▶ _Short problem_
Reproduce the data word for word. Begin at the line that contains "Objective — for every instance of the sandy" and stop after the last line of the data, including both.

▶ _Provided information_
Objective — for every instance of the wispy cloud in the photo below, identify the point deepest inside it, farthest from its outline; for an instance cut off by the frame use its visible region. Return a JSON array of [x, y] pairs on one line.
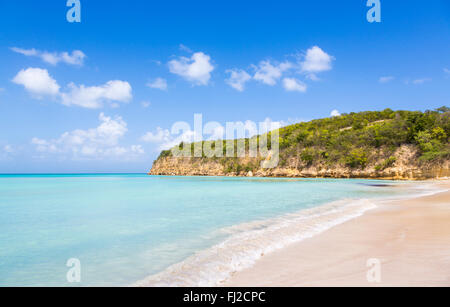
[[237, 79], [39, 83], [420, 81], [315, 61], [96, 143], [269, 73], [196, 69], [76, 57], [386, 79], [294, 85], [158, 83]]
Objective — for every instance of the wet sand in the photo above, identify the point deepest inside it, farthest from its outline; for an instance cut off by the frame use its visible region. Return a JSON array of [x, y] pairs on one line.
[[409, 238]]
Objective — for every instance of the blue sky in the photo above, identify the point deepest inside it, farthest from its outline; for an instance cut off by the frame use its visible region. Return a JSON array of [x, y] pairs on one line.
[[75, 97]]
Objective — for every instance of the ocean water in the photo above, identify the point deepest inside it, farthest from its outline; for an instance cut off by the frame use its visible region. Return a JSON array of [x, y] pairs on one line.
[[130, 229]]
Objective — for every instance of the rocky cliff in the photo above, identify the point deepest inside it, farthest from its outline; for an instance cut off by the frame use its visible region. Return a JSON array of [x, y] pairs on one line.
[[404, 168], [377, 144]]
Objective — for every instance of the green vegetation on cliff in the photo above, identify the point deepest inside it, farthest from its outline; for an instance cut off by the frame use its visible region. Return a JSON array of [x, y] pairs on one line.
[[357, 140]]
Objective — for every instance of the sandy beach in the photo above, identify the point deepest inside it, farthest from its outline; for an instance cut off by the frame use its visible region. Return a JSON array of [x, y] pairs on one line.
[[409, 238]]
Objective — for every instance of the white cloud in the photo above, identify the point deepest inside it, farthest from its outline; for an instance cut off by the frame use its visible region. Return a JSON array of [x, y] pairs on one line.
[[237, 79], [158, 83], [75, 58], [421, 81], [95, 143], [94, 96], [386, 79], [8, 149], [294, 85], [166, 140], [335, 113], [146, 104], [37, 81], [196, 69], [316, 60], [160, 136], [185, 48], [268, 73]]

▶ _Task output_
Objective — for every instance of the sandy beach in the photo above, identify the point deepest inside it, farthest from its outline; for an instance cut off by the frame use its visible region. Return a JSON array of [x, y] pairs on one line.
[[409, 238]]
Objective — for every instance of the white cloud in the photo above, identify the point deepest inside it, farthest from its outline; for an instance cut off by the frame use its visible region. Return a JSON array of [x, y] pairs on one line.
[[237, 79], [158, 83], [75, 58], [421, 81], [95, 143], [94, 96], [386, 79], [8, 149], [294, 85], [166, 140], [335, 113], [146, 104], [37, 81], [196, 69], [316, 60], [160, 136], [185, 48], [268, 73]]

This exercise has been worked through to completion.